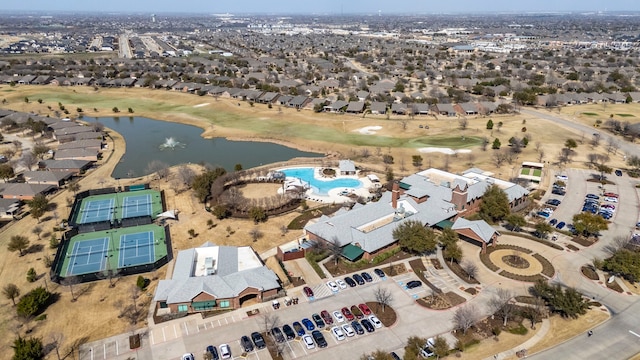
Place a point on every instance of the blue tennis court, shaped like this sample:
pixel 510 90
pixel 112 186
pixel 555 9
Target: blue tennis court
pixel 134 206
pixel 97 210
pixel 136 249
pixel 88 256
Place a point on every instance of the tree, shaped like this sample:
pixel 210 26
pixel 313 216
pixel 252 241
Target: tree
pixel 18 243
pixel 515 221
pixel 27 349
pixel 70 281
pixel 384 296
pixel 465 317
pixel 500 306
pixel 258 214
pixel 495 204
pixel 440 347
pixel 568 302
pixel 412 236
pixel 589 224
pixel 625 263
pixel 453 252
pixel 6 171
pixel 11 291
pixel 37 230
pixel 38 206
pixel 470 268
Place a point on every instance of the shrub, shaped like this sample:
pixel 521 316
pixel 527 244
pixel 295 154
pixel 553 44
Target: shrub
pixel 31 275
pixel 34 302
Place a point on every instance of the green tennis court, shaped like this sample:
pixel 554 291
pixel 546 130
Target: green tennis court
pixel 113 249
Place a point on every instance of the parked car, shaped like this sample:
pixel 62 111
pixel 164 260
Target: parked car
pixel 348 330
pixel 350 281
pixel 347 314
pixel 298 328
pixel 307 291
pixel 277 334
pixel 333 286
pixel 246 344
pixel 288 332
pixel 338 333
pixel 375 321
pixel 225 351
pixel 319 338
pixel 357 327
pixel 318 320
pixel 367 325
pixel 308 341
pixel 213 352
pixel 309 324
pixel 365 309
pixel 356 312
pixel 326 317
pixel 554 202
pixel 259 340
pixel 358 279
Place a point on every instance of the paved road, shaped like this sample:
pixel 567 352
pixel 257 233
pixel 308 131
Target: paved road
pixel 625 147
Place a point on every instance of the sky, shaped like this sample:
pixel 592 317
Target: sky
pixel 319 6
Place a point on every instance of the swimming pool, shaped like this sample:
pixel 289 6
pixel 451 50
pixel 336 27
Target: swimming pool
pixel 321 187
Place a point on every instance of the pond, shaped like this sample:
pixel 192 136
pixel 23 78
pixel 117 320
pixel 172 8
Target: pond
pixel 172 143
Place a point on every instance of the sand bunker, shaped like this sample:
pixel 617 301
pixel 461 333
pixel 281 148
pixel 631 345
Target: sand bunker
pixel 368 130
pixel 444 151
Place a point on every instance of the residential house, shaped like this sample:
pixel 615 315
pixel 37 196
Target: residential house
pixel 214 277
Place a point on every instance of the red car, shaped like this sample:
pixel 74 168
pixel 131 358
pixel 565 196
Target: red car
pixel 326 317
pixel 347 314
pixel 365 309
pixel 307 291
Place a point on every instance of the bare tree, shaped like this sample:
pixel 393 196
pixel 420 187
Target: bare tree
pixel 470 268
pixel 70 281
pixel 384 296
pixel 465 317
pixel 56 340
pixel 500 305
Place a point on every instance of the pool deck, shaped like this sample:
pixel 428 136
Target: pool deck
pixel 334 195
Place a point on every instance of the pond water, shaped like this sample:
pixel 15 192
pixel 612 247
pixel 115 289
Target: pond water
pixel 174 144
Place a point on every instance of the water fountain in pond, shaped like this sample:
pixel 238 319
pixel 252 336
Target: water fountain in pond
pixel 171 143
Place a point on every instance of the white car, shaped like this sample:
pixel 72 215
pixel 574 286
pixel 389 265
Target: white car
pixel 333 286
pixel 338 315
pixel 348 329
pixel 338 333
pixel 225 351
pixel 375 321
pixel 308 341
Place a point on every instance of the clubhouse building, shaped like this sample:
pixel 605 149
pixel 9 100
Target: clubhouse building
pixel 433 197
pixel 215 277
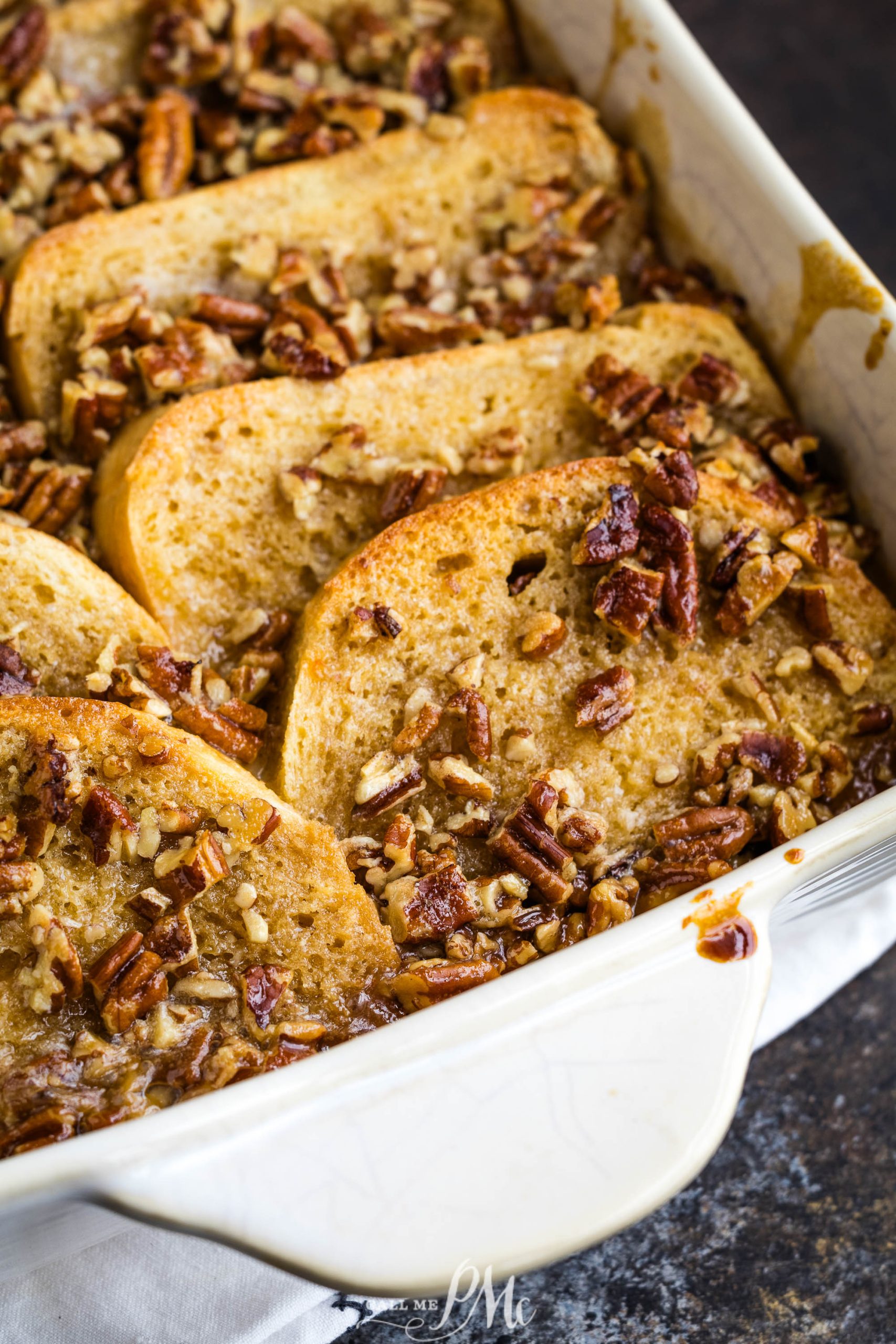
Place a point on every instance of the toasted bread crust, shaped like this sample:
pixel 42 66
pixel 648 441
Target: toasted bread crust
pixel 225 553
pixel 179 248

--

## GIVEN REQUEST
Retype all of the items above without changing a word, and leave the pictures out.

## TASK OUTPUT
Place a point on every instance of the blue tennis court, shaped like this sample:
pixel 510 90
pixel 112 186
pixel 555 9
Target: blue tennis court
pixel 134 206
pixel 97 210
pixel 136 249
pixel 88 256
Place a point on every instance of the tree, shaped like this sample:
pixel 210 26
pixel 313 216
pixel 252 241
Target: tree
pixel 18 243
pixel 515 221
pixel 27 349
pixel 70 281
pixel 384 296
pixel 465 317
pixel 500 306
pixel 258 214
pixel 495 204
pixel 440 347
pixel 568 302
pixel 412 236
pixel 589 224
pixel 625 263
pixel 453 252
pixel 6 171
pixel 11 291
pixel 37 230
pixel 38 206
pixel 470 268
Place a point on every instance of the shrub, shaped like this sample:
pixel 521 316
pixel 527 244
pixel 295 154
pixel 553 44
Target: shrub
pixel 31 275
pixel 34 302
Place a point on every instance of the green tennis court, shaped like this sample:
pixel 554 291
pixel 546 130
Target: green tennis court
pixel 113 249
Place a point on every instance of the parked car, shaped like this sample:
pixel 62 111
pixel 164 260
Target: parked car
pixel 348 330
pixel 350 281
pixel 347 314
pixel 298 328
pixel 307 291
pixel 277 334
pixel 333 286
pixel 246 344
pixel 288 332
pixel 338 333
pixel 375 321
pixel 225 351
pixel 319 338
pixel 357 327
pixel 318 320
pixel 367 325
pixel 308 341
pixel 213 352
pixel 309 324
pixel 365 309
pixel 356 312
pixel 326 317
pixel 554 202
pixel 259 340
pixel 358 279
Place a point on every instance of the paved road, shaped like this sample:
pixel 567 352
pixel 257 233
pixel 308 131
Target: paved road
pixel 625 147
Place a point on every instance of the sky, shaped like this sample:
pixel 592 317
Target: sky
pixel 319 6
Place a point on every instance of the swimming pool, shaped like this sample:
pixel 289 6
pixel 451 50
pixel 336 27
Target: swimming pool
pixel 321 187
Place a point on every instance of the pond, shaped like this sample:
pixel 192 136
pixel 23 78
pixel 117 320
pixel 172 8
Target: pond
pixel 172 143
Place a point on every instance of the sand bunker, shaped like this sample:
pixel 617 301
pixel 461 333
pixel 281 148
pixel 631 345
Target: sand bunker
pixel 368 130
pixel 444 151
Place a point on every instance of the residential house, shaped like this sample:
pixel 615 315
pixel 37 196
Target: residential house
pixel 214 277
Place a point on every instance of the red car, shaped like this sample:
pixel 74 168
pixel 131 358
pixel 565 196
Target: red car
pixel 326 317
pixel 347 314
pixel 365 309
pixel 307 291
Place a point on every instance of the bare tree, shaped like this sample:
pixel 393 196
pixel 420 187
Target: bare tree
pixel 470 268
pixel 70 281
pixel 384 296
pixel 465 317
pixel 56 340
pixel 500 305
Place a point on every instance of the pool deck, shaped like this sample:
pixel 428 136
Target: pool deck
pixel 334 195
Place a point on every instance of the pond water, shaped like this sample:
pixel 15 192
pixel 612 247
pixel 115 289
Target: pond water
pixel 174 144
Place a point on every instance of the water fountain in pond, shaped like this sample:
pixel 238 319
pixel 252 336
Target: water fountain in pond
pixel 171 143
Place a point on every instance of the white car, shaped like this sample:
pixel 72 215
pixel 574 286
pixel 389 265
Target: white car
pixel 333 286
pixel 338 315
pixel 348 329
pixel 338 333
pixel 225 351
pixel 375 321
pixel 308 341
Place a point on every instance of the clubhouse building, shaped like this sample:
pixel 605 149
pixel 9 100
Target: clubhouse building
pixel 433 197
pixel 215 277
Place a point on every instance of the toasted bread crust, shaped like this sample:
pixel 42 66
pixel 648 441
Target: toasted bread crust
pixel 225 553
pixel 179 248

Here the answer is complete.